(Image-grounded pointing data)
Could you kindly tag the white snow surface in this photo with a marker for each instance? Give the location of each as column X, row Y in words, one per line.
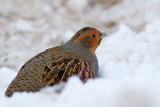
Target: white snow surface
column 129, row 58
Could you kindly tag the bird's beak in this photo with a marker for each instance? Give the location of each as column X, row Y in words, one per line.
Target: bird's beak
column 103, row 35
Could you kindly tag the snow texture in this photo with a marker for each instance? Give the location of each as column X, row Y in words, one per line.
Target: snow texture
column 129, row 58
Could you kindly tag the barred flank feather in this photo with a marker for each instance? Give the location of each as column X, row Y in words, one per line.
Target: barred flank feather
column 60, row 69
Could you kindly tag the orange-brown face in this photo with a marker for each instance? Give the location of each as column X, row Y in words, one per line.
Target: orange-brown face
column 94, row 39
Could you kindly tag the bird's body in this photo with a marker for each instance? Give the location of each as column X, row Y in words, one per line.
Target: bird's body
column 57, row 64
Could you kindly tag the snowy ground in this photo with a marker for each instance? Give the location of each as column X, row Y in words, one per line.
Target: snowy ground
column 129, row 58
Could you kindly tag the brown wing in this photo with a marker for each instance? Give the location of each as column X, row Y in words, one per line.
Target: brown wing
column 60, row 69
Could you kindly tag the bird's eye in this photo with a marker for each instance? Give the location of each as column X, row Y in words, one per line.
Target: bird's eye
column 93, row 35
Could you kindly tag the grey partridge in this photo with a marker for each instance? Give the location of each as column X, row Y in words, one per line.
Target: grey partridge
column 75, row 57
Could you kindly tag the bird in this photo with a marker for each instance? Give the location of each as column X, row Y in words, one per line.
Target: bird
column 76, row 57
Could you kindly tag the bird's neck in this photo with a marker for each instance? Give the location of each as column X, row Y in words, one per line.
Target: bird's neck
column 78, row 49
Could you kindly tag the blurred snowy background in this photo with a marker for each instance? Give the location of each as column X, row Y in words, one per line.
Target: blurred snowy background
column 129, row 58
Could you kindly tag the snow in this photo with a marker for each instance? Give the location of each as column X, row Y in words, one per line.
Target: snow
column 128, row 58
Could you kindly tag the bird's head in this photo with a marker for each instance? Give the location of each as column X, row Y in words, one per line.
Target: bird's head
column 88, row 37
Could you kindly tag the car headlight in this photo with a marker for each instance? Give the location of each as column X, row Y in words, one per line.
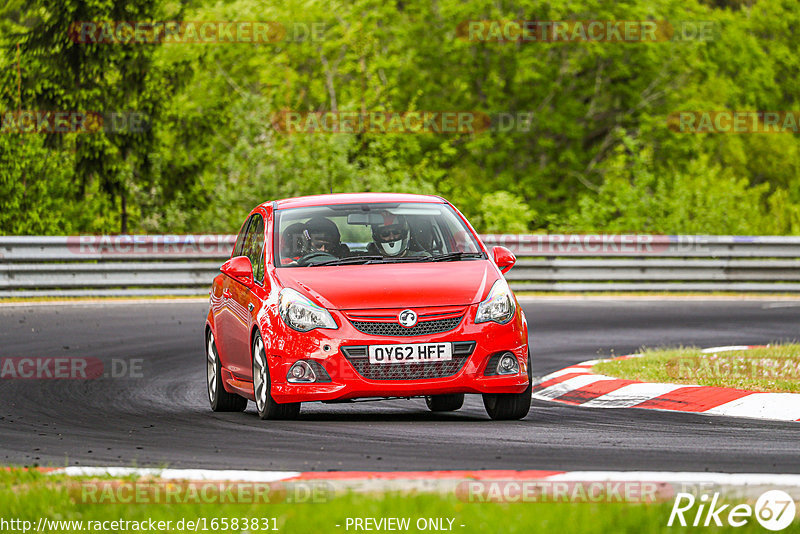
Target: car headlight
column 300, row 313
column 499, row 306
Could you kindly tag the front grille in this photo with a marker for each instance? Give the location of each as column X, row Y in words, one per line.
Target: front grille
column 358, row 358
column 422, row 328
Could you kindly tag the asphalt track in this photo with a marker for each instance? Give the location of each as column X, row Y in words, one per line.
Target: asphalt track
column 163, row 419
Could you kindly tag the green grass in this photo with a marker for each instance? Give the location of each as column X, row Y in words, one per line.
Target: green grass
column 770, row 369
column 31, row 495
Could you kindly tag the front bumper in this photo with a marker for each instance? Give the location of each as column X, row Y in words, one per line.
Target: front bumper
column 325, row 347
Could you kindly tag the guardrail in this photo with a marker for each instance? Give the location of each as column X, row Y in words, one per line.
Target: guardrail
column 185, row 265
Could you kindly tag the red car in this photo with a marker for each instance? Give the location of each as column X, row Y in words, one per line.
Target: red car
column 338, row 297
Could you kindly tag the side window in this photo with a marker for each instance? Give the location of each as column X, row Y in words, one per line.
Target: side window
column 254, row 247
column 237, row 249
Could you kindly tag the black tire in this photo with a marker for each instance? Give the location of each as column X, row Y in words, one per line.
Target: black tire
column 445, row 403
column 266, row 406
column 220, row 400
column 508, row 406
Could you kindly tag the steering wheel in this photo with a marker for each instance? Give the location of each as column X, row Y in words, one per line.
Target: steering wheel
column 310, row 258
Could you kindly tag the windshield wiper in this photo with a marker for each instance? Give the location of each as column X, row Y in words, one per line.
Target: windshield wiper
column 455, row 256
column 350, row 260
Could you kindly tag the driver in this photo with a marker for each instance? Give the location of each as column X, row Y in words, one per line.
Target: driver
column 323, row 236
column 391, row 237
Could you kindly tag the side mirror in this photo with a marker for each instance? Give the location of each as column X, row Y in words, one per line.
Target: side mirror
column 504, row 258
column 239, row 269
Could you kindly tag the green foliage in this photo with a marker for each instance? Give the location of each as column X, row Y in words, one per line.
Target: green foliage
column 503, row 212
column 597, row 155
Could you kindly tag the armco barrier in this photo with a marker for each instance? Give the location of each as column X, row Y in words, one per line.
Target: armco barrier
column 185, row 265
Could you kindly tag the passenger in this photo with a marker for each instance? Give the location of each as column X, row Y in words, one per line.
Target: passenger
column 391, row 237
column 293, row 243
column 323, row 236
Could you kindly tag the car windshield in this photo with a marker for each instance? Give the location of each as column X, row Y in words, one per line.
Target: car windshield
column 372, row 233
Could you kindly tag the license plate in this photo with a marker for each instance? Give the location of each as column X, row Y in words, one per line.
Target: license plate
column 411, row 353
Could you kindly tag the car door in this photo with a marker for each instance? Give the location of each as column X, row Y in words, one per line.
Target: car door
column 227, row 318
column 242, row 300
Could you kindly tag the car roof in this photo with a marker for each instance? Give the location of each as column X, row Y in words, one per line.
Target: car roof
column 353, row 198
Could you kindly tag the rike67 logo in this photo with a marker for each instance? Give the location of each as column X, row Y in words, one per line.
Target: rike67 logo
column 774, row 510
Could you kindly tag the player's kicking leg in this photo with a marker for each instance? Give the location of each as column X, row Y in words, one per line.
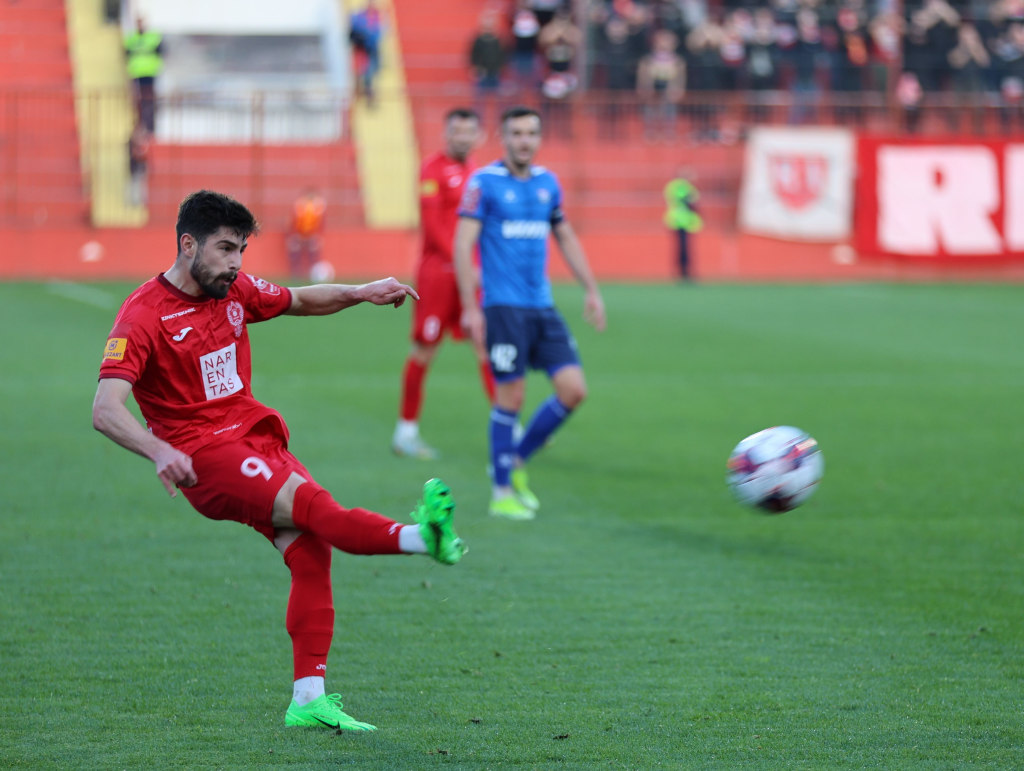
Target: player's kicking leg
column 305, row 534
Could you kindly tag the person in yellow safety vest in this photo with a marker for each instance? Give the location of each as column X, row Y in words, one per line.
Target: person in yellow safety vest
column 681, row 216
column 305, row 234
column 143, row 49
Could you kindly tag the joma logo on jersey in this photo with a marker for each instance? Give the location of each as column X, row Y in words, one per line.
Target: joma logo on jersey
column 525, row 228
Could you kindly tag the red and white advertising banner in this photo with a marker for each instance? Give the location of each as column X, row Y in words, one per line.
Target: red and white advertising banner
column 798, row 183
column 946, row 200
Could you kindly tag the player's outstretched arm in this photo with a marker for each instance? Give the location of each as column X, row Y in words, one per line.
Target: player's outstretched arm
column 112, row 418
column 593, row 307
column 323, row 299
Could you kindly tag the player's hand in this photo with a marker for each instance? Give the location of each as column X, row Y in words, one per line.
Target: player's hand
column 593, row 310
column 474, row 326
column 174, row 470
column 387, row 292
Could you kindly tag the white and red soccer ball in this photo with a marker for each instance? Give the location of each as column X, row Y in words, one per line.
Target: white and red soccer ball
column 776, row 469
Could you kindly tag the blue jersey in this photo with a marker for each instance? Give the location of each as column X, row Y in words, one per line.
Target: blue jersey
column 516, row 217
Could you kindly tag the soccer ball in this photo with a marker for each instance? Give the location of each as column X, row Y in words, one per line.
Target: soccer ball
column 775, row 470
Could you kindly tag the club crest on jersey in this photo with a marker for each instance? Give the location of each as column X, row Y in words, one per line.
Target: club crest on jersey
column 116, row 348
column 262, row 285
column 236, row 315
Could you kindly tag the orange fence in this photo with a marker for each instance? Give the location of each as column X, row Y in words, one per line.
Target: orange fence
column 612, row 156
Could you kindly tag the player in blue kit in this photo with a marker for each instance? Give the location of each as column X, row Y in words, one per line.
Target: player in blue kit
column 510, row 208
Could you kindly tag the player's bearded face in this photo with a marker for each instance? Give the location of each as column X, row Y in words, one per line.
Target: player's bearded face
column 521, row 137
column 214, row 281
column 463, row 135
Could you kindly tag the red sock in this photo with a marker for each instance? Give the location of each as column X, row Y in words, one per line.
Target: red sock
column 310, row 605
column 352, row 530
column 412, row 389
column 487, row 378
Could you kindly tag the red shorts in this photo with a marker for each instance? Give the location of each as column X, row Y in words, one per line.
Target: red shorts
column 438, row 309
column 240, row 479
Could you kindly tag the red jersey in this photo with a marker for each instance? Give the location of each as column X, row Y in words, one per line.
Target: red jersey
column 441, row 183
column 188, row 359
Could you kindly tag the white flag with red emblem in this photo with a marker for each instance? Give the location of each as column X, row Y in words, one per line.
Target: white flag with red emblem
column 798, row 183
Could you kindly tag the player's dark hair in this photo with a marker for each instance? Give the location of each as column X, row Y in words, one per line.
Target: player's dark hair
column 205, row 212
column 462, row 114
column 518, row 112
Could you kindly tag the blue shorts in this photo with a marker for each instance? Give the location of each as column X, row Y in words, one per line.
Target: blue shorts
column 518, row 338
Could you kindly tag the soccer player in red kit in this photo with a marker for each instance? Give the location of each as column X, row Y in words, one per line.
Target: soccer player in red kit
column 442, row 178
column 180, row 347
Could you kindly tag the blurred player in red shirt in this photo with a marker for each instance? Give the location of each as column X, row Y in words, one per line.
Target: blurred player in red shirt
column 442, row 179
column 180, row 347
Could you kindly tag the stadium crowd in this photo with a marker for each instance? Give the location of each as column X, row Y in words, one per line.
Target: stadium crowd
column 675, row 53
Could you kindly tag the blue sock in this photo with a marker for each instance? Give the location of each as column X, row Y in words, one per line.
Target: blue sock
column 546, row 420
column 502, row 446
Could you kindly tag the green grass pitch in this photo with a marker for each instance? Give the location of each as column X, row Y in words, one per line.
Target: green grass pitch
column 643, row 620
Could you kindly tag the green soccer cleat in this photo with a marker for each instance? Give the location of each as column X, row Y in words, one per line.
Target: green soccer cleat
column 324, row 712
column 510, row 507
column 520, row 485
column 433, row 514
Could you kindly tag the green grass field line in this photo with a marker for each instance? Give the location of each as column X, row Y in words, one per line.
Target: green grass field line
column 643, row 620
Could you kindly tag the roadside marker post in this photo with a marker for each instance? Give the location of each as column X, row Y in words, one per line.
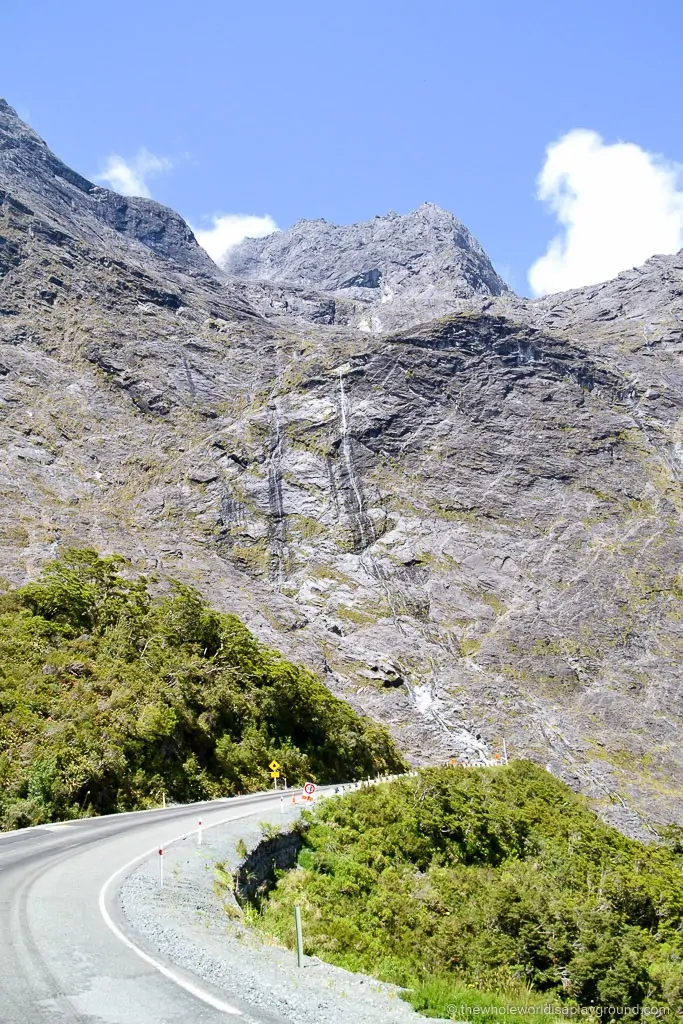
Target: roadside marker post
column 297, row 923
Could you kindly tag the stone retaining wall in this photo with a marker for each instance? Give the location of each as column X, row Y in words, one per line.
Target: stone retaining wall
column 256, row 875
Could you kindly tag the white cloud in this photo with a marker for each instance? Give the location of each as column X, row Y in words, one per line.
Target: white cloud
column 230, row 228
column 129, row 177
column 616, row 205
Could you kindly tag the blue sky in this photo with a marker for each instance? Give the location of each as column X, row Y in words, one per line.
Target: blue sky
column 300, row 110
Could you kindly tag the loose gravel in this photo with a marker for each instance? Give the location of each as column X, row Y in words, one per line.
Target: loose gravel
column 187, row 923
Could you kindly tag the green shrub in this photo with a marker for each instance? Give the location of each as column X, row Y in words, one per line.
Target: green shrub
column 110, row 697
column 500, row 882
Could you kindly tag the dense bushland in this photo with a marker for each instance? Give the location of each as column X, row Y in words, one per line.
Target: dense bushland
column 495, row 881
column 110, row 696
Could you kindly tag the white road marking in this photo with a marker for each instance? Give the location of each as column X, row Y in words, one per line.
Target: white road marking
column 188, row 986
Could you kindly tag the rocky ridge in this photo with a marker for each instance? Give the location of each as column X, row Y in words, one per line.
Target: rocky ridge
column 377, row 275
column 470, row 526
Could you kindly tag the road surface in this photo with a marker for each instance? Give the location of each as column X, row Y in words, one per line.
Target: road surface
column 66, row 956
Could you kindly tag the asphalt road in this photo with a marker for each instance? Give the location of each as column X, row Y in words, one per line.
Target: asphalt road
column 65, row 956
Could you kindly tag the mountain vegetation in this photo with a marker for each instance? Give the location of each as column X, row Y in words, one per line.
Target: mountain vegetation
column 111, row 696
column 486, row 889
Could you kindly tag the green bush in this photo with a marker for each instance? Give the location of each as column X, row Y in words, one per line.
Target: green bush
column 110, row 696
column 499, row 881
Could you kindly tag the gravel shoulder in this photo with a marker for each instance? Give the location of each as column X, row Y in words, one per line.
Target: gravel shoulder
column 186, row 922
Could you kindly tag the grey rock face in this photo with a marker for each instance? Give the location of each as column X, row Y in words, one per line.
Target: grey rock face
column 383, row 273
column 471, row 527
column 33, row 174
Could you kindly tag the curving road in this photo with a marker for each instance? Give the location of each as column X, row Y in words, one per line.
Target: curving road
column 65, row 957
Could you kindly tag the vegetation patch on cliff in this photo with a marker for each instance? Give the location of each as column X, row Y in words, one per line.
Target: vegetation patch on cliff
column 111, row 696
column 488, row 889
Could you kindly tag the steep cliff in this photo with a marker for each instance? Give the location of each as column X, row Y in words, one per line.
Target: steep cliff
column 470, row 526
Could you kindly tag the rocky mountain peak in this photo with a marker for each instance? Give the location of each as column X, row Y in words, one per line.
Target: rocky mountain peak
column 414, row 265
column 32, row 173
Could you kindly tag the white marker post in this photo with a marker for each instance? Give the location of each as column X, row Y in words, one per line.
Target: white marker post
column 297, row 923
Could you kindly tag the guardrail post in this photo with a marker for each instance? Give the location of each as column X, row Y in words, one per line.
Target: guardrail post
column 297, row 923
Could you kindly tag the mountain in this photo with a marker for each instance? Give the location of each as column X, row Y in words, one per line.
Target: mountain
column 33, row 175
column 385, row 272
column 468, row 523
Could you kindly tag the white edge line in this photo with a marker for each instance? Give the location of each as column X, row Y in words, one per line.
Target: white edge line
column 188, row 986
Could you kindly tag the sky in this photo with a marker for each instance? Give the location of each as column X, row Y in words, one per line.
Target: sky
column 552, row 129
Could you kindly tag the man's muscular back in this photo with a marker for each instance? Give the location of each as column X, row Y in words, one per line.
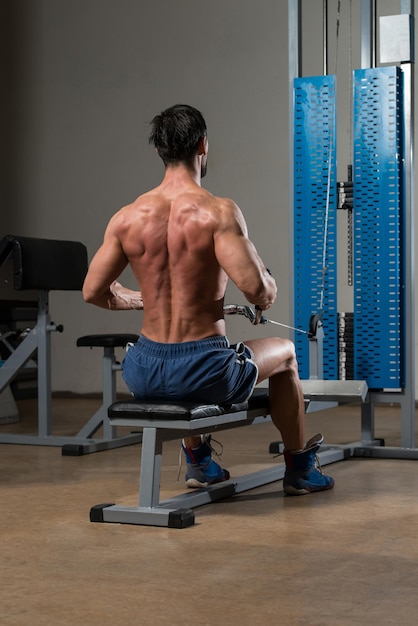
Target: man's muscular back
column 168, row 236
column 182, row 244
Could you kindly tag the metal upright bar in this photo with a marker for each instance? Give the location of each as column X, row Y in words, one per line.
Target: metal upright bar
column 408, row 407
column 294, row 60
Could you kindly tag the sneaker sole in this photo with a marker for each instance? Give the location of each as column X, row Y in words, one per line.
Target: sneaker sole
column 192, row 483
column 293, row 491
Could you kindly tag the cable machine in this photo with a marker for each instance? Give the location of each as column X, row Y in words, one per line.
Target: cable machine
column 375, row 342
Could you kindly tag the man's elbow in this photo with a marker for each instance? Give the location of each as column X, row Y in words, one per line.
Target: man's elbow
column 89, row 295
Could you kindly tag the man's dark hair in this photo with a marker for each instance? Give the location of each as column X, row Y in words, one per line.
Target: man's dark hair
column 176, row 133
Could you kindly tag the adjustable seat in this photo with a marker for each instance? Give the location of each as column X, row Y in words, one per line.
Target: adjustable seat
column 44, row 265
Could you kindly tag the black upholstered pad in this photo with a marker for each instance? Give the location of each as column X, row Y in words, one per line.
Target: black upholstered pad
column 184, row 410
column 45, row 264
column 109, row 340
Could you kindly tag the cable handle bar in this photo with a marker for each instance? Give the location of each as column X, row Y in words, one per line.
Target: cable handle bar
column 256, row 317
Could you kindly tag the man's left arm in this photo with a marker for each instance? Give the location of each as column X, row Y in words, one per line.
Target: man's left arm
column 100, row 285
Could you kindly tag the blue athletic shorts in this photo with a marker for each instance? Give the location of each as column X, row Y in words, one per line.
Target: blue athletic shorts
column 209, row 370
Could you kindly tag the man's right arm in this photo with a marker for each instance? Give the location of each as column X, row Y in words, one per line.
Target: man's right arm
column 239, row 258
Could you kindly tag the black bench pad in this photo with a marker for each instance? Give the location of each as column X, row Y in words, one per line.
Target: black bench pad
column 109, row 340
column 137, row 409
column 45, row 264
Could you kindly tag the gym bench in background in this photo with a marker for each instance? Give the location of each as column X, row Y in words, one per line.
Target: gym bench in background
column 44, row 265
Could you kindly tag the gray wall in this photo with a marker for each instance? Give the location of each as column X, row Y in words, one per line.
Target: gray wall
column 84, row 77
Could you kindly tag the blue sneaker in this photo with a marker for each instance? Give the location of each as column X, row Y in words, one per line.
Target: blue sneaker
column 202, row 470
column 303, row 472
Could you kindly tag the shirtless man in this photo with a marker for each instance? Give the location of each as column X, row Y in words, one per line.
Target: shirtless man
column 183, row 244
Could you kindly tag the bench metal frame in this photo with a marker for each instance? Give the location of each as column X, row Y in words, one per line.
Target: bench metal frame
column 160, row 423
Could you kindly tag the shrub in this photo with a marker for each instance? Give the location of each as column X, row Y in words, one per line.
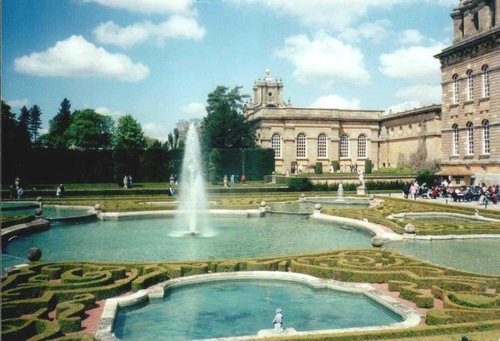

__WORK REQUEST__: Starting at the line above that holds "Could you kindly tag the side window" and ending at the line that holds "Could you kindly tag the driver", transcribe each line exactly and include no other lines.

__WRITTEN SOLUTION__:
Could you kindly tag the side window in this photo with a marker for each instance? Give the location of each as column X, row Y in words, one per line.
Target: side window
column 254, row 247
column 237, row 249
Could you kindly tag the black tire in this photo with a marker for each instance? Give the location of each as column X, row Y in words, one per line.
Target: black tire
column 445, row 403
column 266, row 406
column 220, row 400
column 508, row 406
Could you kindly tag the steering wheel in this photo with a marker for each instance? Give the location of each as column X, row Y in words, one per line.
Target: steering wheel
column 310, row 258
Could you kindly tag the windshield wiper in this photo with a marker for each instance? Give the location of each as column X, row Y in words, one per line.
Target: windshield wiper
column 455, row 256
column 350, row 260
Could you kindly tag the driver in this photo with a marker for each instance? Give the location of each as column X, row Y in words, one per line.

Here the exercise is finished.